** BEGIN PASSAGE SHOWN **
# He won't eat! Lauri ?...help



## emsoskar (Oct 17, 2008)

My 10 (will be 11 on the 20th) year old guy we just rescued is grossly underweight and he won't hardly eat! I have offered a variety of options, he will take it for a second then just leave it there and refuse to eat. I finally got him to eat a little last night....i cut up some pork mm and mixed it with cottage cheese and some brown rice. It took a lot of persuasion just to get him to eat this! He was just at the vet wednesday and had blood work done, everything was fine. 

Any thoughts, ideas, suggestions? I am very concerned since he is already so underweight and really needs the nutrition.


----------



## kshort (Jun 4, 2004)

Emily,
Check out the recipe forum. This is a recipe there for Satin Balls. From everything I've heard, they're a big hit and will put some pounds on him.

Almost always baby food will stimulate their appetites. Works on cats and dogs. I keep the turkey & gravy and chicken & gravy on hand just in case my old girl decides she doesn't want to eat. They also love canned cat food (and my dogs love the dry also). Don't know many dogs who will resist that. It won't hurt him a bit to feed it for a while if it gets his appetite going.

Thank you so much for rescuing this sweet boy. In my opinion, it takes someone really special to rescue a senior...


----------



## emsoskar (Oct 17, 2008)

Thanks Kris!
I appreciate the suggestions and will try them out. At this point I'm willing to try just about anything!
** END PASSAGE SHOWN **
TASKS AND EXERCISES:
• A. In the forum thread about the rescued dog who won't eat, which two kinds of baby food does kshort keep on hand?
• B. Write the next part of the forum thread about the rescued dog who won't eat, picking up after its last line.
** BEGIN DATA LINES **
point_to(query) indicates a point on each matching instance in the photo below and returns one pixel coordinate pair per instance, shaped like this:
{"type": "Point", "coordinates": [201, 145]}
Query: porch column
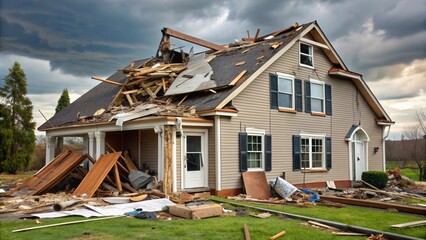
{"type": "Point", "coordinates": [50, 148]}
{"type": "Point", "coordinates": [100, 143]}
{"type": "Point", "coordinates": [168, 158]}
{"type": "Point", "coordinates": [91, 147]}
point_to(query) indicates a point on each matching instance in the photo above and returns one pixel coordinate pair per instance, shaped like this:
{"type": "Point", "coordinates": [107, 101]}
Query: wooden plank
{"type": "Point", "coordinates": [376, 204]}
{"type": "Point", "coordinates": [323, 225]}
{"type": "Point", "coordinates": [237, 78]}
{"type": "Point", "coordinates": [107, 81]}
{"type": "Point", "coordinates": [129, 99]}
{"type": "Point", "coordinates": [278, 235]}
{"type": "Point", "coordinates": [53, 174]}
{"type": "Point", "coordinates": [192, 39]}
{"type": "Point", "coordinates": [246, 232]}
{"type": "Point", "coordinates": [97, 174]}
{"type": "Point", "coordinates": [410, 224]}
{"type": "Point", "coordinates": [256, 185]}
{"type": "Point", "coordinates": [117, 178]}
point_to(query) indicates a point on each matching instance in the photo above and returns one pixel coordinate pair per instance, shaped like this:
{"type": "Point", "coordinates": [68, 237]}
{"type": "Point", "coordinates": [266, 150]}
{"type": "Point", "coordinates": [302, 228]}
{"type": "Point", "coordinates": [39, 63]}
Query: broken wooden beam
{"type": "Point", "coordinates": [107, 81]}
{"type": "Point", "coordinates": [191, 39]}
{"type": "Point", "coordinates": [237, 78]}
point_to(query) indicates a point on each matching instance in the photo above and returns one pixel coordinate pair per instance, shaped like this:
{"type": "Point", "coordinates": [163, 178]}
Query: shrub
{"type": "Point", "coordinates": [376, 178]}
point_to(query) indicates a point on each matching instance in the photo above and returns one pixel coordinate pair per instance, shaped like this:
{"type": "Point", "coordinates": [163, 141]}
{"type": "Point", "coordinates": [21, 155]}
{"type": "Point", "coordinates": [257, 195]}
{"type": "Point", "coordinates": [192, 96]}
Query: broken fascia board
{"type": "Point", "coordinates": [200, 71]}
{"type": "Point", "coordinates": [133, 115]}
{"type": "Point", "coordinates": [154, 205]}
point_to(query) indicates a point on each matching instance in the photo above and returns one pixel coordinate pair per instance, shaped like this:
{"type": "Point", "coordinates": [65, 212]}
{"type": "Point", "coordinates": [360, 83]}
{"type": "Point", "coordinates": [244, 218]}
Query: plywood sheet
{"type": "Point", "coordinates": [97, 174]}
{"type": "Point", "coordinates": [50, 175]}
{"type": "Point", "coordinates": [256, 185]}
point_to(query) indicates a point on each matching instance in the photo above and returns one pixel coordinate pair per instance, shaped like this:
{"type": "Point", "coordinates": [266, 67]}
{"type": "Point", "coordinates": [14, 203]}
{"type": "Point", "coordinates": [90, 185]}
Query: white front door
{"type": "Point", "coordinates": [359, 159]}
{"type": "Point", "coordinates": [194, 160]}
** END DATA LINES **
** BEGIN DATA LINES **
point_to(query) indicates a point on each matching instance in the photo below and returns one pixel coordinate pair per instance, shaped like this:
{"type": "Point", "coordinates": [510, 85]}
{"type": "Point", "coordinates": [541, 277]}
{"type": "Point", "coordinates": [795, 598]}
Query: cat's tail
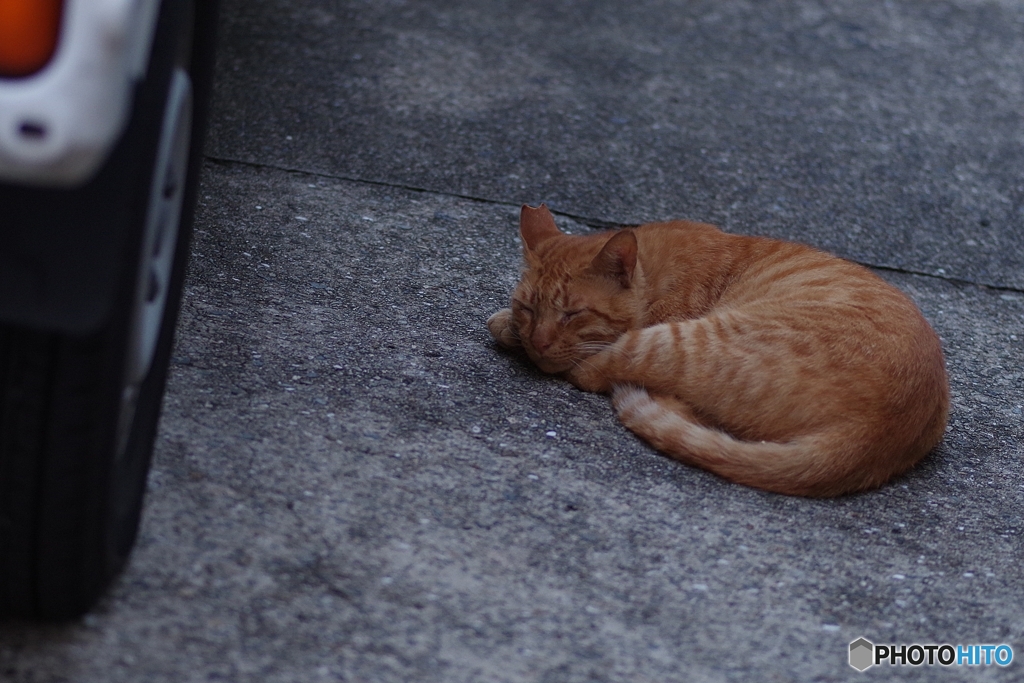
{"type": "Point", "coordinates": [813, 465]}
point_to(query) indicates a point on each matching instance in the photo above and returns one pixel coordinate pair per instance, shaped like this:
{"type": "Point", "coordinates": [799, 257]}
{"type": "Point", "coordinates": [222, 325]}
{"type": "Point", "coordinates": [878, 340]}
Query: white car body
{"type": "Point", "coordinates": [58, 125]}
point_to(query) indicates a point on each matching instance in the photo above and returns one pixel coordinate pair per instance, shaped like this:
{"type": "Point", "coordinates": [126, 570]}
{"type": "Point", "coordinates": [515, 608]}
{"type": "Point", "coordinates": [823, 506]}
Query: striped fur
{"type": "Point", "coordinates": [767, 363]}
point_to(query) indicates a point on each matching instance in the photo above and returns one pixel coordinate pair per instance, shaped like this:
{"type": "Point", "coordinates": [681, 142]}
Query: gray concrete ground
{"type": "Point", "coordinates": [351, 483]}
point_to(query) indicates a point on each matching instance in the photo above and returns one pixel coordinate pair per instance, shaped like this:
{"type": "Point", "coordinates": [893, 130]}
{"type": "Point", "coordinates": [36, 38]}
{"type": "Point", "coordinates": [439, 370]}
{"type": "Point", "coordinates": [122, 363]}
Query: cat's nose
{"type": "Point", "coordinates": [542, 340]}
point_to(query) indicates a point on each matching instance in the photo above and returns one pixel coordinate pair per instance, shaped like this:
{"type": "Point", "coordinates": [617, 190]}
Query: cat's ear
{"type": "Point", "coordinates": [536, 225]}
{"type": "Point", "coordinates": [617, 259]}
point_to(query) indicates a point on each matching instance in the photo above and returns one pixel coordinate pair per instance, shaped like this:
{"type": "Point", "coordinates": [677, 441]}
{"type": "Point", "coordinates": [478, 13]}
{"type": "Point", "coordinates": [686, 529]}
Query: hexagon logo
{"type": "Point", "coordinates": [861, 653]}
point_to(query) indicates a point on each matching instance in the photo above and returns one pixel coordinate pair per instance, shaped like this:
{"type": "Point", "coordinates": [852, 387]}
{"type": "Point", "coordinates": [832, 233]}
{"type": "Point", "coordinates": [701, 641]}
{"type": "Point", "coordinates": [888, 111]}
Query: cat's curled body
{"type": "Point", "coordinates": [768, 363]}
** END DATA LINES **
REPLIES:
• A. Turkey and gravy, and chicken and gravy.

• B.
This guy was over in the urgent, then non urgent section. After seeing what he's had to go thru, it's an honor to offer hima home for his final years.


----------



## dd (Jun 10, 2003)

Have you tried hand-feeding him? That may prompt him to eat more and will also help him to bond.


----------



## emsoskar (Oct 17, 2008)

yes, i have been giving everything by hand exactly for the bonding purposes (dd I know you are aware from my other post about all that). he will take it, but then just drop it down and leave it.....or he will try to bury it!


----------



## dd (Jun 10, 2003)

How about trying to bury some stinky stuff in the food - some cut up frankfurters, for instance? Are you using a spoon (my guys love being spoon fed, but I realise King Keller may have other ideas).

Other stinkies that are good for him are sardines and mackerel - great for the skin, might induce him to eat? Oh and the most popular item at my house - canned pumpkin.


----------



## BlackPuppy (Mar 29, 2007)

Teeth problems? That stuff sounds mushy enough, but maybe you need to blend it up for him.


----------



## JakesDogs (Jun 4, 2008)

I was growing more concerned with each post until I read your last words - 'or he will bury it' -







That's really good news. Sick dogs don't typically exhibit this behavior.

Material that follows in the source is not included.